WORK REQUEST: In the entries below, every line with the string "could" is to be reported.

(Collected data)
============================================================

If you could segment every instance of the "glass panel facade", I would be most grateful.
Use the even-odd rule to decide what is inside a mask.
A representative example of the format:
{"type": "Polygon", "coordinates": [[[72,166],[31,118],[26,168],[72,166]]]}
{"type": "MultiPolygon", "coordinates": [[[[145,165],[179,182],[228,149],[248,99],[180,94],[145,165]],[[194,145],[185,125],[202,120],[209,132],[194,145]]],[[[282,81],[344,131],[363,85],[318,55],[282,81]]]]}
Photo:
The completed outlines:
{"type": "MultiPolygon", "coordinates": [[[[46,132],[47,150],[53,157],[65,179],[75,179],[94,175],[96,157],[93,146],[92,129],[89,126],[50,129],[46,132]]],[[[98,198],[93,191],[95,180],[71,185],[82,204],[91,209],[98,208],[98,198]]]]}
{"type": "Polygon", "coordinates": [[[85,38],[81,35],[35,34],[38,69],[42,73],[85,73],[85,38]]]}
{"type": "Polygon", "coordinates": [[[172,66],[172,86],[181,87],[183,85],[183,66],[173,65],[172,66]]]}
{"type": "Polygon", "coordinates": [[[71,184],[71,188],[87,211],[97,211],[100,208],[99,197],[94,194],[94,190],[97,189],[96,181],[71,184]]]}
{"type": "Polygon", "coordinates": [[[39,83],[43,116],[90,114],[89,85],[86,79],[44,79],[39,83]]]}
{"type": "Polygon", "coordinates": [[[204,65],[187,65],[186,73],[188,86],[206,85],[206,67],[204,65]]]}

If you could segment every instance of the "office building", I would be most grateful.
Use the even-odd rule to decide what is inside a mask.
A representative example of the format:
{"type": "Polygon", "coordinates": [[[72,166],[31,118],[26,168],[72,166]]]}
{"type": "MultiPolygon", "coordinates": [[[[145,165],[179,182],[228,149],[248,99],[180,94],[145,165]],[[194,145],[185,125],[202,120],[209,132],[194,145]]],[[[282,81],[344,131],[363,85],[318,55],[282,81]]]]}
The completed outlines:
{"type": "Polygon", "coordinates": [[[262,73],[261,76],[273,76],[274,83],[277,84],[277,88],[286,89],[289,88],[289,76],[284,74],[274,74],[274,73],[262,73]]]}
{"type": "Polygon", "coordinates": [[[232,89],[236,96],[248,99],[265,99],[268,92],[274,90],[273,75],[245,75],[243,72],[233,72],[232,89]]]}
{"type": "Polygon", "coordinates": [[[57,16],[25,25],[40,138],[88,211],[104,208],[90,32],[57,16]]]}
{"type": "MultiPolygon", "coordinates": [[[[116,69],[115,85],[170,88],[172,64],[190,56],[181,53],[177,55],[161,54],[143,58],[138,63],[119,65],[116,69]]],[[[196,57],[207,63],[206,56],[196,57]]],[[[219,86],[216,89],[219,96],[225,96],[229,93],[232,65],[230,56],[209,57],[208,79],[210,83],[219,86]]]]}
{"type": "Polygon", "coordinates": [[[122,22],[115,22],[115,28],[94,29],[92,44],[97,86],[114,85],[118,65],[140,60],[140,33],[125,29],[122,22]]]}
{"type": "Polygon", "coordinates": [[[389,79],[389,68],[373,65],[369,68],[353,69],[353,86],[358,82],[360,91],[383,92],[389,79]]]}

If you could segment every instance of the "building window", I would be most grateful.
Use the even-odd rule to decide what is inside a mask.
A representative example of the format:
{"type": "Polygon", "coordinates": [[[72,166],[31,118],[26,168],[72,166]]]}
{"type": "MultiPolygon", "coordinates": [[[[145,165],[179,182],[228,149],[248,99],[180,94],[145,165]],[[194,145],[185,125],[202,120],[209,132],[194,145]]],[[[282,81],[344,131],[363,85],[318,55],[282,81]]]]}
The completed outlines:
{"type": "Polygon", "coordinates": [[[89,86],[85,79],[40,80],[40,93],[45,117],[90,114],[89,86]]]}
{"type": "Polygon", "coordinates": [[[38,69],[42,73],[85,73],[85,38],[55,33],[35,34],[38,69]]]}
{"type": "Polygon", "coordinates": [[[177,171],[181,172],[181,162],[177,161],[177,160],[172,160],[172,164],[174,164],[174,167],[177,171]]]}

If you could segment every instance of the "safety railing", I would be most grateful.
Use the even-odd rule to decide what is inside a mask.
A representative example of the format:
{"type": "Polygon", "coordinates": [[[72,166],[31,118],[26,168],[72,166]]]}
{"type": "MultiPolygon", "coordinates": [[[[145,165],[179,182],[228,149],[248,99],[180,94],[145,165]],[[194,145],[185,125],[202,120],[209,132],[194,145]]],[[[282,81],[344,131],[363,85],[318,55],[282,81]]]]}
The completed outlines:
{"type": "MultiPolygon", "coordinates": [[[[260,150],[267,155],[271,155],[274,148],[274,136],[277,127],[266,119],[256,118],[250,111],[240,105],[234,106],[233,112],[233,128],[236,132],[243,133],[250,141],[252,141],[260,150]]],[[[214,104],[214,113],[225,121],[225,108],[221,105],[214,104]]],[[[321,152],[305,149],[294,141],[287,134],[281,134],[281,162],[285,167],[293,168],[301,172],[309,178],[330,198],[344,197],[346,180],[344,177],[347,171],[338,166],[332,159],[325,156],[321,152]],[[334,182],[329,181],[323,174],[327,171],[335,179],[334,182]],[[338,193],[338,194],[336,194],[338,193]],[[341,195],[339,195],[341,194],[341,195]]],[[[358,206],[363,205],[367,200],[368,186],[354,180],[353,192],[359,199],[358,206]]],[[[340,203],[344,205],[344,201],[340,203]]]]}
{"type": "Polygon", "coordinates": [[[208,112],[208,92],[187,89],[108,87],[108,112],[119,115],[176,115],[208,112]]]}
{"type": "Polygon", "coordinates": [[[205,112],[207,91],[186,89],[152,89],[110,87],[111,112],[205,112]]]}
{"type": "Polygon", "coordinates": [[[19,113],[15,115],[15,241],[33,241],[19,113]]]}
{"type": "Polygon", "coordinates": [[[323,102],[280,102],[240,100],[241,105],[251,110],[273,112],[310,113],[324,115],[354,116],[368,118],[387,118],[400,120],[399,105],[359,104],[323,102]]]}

============================================================

TASK SOLUTION:
If you could segment every instance of the "glass panel facade", I would be most grateful.
If you could segment every instance of the "office building", I would be most grateful.
If you could segment every instance of the "building window", I would be most grateful.
If you could segment every instance of the "safety railing", I would be most grateful.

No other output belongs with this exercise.